What effect lofty structures may have upon the public and private rights of the wider neighborhood as to air and sunlight, might be a profitable subject of research for the Sage Foundation. For the question how it shall secure light and air for its inmates is no more serious than how it obstructs the light and air of others. The enforced twilight of those deep gorges known as streets, and of buildings even some distance removed; the absence of sunshine with its purifying influence upon pavements and surrounding walls and apartments; the changed direction of winds and aircurrents, said to be particularly and sometimes violently illustrated by the flutter of wind around the Flatiron Building in New York, and certainly to be anticipated from the standpoint of the seafaring man or the aviator, accustomed to study the deflecting and obstructing effects of cliffs and bluffs upon an element to which he commits life and limb, — all these have a subtle and obscure but an undoubted hygienic and sociological effect, and suggest that the invader of the air, like the builder of a breakwater, must be held to account for any disturbance he may cause in the balance of nature.
III
One other burden these abnormal structures throw upon the public, which it is only now beginning to shoulder. Beauty is coming to be recognized as a necessity of life, — a true factor of the abundant life, — instead of as a mere luxury for the leisure class. Even that portion of the public that does not accept this new appraisal has begun to take account of beauty as a commercial asset. The mirror is being held up to our cities as never before. The landscape architect is abroad in the land, and we hear of parks and boulevards and river-basins and water-fronts and sky-lines. It is time. The water-fronts of our American cities fairly reek, and the dainty craft that ply between them must needs hold up their skirts as they enter and retire. And now we are thrusting teeth into the sky-line. Nothing is more grotesque (unless it be the panoply of bespangled billboards with which Boston emblazons her approaches) than the semi-toothless grin with which New York greets the friendly visitor to her shores. In the absence of upper teeth to engage the straggling molars and protruding bicuspids that project upwards, their display is suggestive of a redolent cobpipe which the dame seems momentarily to have taken from between them as she extends a grimy hand in welcome, meanwhile belching volumes of smoke from her hospitable throat.

§ Data for this task:
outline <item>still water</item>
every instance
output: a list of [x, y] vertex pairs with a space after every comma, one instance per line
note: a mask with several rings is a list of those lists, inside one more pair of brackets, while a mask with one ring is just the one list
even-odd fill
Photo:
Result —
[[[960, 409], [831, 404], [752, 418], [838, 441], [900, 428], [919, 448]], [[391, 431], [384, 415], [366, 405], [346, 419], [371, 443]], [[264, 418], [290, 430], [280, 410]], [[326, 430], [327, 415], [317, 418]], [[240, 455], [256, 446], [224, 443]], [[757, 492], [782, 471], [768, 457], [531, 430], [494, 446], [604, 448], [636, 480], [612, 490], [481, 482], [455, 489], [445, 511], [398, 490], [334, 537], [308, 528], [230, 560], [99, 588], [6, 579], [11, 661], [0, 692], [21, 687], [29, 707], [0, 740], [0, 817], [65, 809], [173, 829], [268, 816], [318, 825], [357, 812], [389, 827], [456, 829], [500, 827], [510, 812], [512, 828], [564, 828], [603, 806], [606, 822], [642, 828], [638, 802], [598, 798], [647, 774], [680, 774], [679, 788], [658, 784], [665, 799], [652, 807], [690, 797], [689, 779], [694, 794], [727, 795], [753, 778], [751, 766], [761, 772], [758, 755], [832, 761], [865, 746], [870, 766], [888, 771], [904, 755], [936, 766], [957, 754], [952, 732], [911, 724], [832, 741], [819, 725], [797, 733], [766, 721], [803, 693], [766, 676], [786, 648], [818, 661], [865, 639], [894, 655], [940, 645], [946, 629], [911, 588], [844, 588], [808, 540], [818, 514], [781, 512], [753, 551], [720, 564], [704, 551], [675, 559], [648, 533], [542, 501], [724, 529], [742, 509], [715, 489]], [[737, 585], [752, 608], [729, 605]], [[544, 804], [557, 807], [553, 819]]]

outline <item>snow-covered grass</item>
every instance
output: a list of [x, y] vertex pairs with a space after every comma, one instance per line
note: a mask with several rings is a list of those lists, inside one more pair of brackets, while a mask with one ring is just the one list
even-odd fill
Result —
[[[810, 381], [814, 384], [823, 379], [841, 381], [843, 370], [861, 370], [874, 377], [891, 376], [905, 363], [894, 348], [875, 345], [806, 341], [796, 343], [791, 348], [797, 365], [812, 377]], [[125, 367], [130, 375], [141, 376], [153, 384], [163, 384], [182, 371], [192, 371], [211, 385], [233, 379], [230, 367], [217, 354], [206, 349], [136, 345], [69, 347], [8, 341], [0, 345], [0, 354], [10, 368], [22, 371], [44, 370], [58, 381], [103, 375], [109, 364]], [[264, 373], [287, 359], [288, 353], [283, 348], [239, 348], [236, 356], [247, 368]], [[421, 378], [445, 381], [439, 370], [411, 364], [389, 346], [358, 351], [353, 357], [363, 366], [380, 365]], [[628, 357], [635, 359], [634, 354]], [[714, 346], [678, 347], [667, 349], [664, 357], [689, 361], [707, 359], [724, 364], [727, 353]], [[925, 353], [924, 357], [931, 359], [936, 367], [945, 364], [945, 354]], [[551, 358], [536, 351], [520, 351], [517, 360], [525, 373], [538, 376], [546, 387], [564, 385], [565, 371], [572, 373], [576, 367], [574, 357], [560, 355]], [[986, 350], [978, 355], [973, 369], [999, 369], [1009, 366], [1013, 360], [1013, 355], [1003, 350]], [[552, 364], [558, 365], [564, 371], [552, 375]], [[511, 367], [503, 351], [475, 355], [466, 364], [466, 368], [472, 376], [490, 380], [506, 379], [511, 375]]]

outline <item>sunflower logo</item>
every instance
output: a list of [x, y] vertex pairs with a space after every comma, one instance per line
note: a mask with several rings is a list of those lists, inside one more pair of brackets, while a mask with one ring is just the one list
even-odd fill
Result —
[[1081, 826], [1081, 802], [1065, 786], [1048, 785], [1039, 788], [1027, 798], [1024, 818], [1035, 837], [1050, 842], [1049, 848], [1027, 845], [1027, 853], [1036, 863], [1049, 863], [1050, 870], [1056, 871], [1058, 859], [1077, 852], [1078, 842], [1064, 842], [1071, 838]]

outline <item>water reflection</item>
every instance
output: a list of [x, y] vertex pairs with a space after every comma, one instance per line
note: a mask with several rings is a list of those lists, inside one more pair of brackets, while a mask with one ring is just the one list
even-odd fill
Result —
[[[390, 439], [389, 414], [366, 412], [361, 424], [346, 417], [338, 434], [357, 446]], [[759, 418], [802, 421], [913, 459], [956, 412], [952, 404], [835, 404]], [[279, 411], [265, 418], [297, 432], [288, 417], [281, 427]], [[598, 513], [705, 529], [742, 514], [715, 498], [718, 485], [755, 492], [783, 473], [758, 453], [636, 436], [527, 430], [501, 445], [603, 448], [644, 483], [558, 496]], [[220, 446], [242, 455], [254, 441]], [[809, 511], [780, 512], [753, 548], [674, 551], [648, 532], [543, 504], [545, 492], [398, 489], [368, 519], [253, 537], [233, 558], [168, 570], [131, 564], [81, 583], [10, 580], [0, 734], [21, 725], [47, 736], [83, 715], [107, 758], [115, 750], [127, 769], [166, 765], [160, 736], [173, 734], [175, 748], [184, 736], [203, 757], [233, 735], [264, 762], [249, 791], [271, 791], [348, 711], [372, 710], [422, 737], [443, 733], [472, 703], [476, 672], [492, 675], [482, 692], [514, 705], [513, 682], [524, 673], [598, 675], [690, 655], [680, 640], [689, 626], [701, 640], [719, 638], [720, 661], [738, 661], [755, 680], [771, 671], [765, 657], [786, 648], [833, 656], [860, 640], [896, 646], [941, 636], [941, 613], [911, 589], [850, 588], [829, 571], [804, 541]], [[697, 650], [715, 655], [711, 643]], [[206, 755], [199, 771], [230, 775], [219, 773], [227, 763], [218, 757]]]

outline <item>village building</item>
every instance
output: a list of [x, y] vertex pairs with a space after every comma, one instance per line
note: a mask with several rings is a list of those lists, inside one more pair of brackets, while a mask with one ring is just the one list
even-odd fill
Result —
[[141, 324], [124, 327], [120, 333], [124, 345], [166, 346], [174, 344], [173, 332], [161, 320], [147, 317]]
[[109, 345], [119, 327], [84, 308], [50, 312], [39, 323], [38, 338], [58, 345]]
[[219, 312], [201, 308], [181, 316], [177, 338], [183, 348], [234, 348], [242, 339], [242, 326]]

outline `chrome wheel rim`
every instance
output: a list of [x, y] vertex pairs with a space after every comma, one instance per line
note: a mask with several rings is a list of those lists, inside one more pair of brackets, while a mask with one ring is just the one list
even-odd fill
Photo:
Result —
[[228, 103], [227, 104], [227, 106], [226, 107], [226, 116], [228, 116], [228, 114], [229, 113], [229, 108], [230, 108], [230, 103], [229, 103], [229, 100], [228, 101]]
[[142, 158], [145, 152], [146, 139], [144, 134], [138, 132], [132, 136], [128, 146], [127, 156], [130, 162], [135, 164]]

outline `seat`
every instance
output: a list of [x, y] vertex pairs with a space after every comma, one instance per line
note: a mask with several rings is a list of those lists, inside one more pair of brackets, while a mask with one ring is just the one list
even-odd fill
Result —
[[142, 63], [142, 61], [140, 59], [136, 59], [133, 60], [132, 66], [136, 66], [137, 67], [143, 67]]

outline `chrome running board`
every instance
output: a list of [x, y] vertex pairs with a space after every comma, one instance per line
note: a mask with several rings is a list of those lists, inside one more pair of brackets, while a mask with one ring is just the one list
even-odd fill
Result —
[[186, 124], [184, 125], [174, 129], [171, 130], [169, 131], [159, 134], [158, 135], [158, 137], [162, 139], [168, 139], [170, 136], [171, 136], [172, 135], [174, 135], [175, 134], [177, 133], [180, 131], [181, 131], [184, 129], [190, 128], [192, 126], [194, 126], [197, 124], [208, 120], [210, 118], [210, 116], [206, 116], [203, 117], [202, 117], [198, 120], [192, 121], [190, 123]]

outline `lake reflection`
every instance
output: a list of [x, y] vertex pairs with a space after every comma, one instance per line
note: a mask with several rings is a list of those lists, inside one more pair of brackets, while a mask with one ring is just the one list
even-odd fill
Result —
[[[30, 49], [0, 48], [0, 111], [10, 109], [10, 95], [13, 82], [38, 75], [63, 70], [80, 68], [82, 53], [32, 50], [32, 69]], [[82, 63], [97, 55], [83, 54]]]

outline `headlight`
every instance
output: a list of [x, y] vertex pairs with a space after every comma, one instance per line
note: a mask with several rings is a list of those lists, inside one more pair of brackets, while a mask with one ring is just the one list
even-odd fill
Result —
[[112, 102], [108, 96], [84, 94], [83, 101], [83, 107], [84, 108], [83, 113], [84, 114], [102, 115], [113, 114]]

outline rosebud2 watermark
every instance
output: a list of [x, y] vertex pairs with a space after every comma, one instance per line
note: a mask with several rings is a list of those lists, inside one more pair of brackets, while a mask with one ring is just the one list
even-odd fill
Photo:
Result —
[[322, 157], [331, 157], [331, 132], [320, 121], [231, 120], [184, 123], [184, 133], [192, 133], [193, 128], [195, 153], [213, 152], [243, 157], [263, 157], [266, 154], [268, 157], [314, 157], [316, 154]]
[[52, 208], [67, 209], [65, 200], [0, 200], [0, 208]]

§ List of tasks:
**A.** Return every line of the records that contains the string "chrome".
**B.** Go on with the passage on tall buildings from the point where it stops.
The passage on tall buildings has no connection to the records.

§ Responses per task:
**A.**
outline `chrome wheel rim`
outline `chrome running board`

**B.**
Some Martian astronomer, observing our modest planet through his mighty telescope as New York’s profile turns into view, may startle the scientists of that canal-bedecked orb with the discovery of one portion of our mundane sphere where the planking has been ripped off and the spikes left sticking in the timbers. Perhaps if he looks more closely he may find other proofs to confirm his hypothesis that Terra is inhabited on the inside and that here is a place with the lid off.
The public, the real public-spirited public, is beginning to wrestle with the hard problem of adorning municipal features and beautifying municipal life. To do this requires public possession of the air and public regulation of the sky-line. And when the summons does come to a city to awake and put on her beautiful garments, these huge excrescences stand ready to complicate and obstruct the task. Will the skyscraper then stand ready to bear his share of the burden, and be assessed as an abutter for the improvement of the sky-line?
Let us turn now to another phase of this vertical expansion of superficial titles. When this reconnaissance was planned, it contemplated a virgin field which seemed to promise scope for exercise upon certain humorous aspects of the new aerial traffic. But since that date, several state legislatures have come into the arena with proposed laws to regulate the navigation of the air, and have thus dulled the edge of the humor with which a new departure may propel itself. Indeed, the humorous aspects have apparently received too much attention, for the proposal to establish laws of the road for aerial craft has in some instances been treated with undue levity. It may be too early to establish such laws, but it is not too early to begin their consideration. Already the proprietors of greenhouses have sought by common-law measures to protect their property, and presumably the same measures are open for the protection of our persons to us who have no property.
Those of us who still plod our weary way upon the plebeian earth may not be so much interested in the regulations by which aeronauts shall be kept from interfering with one another. We are more concerned about us terrestrial creatures— how we are to be protected from that shower of paper-bags, banana-peel, peanut-shells, and cigarstubs with which the amiable American blazes his triumphant way; and from the occasional plunge of the aviator who moults his wings, or of the derelict craft that he may have abandoned in mid-air.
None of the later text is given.